**TASK:** Please reproduce the part of the entries that opens with the line containing "flesh in the photo above." and runs through the end of the entries, keeping the requests as they are and scaling every coordinate in the answers by 1.5, rounded to whole numbers with halves going up. Give only these lines.

- - -

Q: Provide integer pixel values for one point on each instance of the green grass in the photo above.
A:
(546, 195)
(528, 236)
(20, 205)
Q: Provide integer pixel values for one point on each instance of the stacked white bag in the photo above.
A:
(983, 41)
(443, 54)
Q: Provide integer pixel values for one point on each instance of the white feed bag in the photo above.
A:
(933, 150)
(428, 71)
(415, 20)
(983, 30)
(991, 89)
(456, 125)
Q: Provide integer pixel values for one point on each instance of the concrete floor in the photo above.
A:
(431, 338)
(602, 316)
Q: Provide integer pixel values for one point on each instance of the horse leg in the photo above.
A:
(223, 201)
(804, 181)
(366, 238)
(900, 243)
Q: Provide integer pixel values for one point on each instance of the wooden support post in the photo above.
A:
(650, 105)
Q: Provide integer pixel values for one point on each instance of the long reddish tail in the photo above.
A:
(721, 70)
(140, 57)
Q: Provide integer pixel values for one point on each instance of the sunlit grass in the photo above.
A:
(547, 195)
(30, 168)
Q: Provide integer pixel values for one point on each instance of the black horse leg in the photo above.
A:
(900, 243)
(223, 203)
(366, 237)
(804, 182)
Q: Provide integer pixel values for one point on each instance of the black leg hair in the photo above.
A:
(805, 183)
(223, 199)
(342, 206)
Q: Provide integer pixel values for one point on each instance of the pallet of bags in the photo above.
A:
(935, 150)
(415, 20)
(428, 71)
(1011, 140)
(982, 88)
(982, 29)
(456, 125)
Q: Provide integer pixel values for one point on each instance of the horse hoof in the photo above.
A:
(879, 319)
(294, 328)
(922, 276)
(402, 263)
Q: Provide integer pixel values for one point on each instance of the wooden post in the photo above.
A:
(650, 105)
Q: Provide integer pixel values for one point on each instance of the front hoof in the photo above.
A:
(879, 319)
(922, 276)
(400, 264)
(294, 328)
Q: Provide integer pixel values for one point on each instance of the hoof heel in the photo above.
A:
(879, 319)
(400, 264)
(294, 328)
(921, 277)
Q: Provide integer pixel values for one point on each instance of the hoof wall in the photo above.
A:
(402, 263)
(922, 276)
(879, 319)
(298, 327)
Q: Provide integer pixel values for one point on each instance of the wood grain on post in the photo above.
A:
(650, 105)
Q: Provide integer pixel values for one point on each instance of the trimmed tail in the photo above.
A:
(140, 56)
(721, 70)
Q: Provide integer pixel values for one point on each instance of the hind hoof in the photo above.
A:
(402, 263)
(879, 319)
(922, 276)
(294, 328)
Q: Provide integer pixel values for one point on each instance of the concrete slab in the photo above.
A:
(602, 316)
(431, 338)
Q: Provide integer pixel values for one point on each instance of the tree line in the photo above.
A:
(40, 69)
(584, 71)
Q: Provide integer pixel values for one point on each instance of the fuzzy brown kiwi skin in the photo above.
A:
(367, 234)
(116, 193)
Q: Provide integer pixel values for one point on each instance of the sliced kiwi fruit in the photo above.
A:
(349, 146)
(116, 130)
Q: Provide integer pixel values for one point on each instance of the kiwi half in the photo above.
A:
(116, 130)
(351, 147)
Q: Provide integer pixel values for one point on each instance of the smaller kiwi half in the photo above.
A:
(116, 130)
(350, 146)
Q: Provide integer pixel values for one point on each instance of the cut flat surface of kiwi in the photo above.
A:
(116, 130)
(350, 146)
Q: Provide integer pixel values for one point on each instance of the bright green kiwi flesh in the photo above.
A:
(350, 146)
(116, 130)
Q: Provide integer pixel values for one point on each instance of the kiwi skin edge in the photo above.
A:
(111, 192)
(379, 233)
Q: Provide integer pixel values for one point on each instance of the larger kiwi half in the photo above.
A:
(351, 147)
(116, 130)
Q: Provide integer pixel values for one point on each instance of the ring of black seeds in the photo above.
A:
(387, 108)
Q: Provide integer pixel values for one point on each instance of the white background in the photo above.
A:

- - -

**SOLUTION FOR THIS TASK:**
Q: Provide integer pixel values for one point on each instance of the bright green kiwi flesh in the photo above.
A:
(525, 219)
(174, 195)
Q: Provide integer pixel values for one point on each instance of the kiwi skin edge in the photo above.
A:
(167, 288)
(569, 350)
Q: Provide integer pixel values for one point on each instance of the larger kiwi half in the photo above.
A:
(527, 221)
(174, 195)
Q: Provide integer pixel values for one point on each instance of the ring of black seeds in the photo above.
A:
(581, 162)
Q: Provide integer pixel values for one point on each instance of the white background in the photo above.
A:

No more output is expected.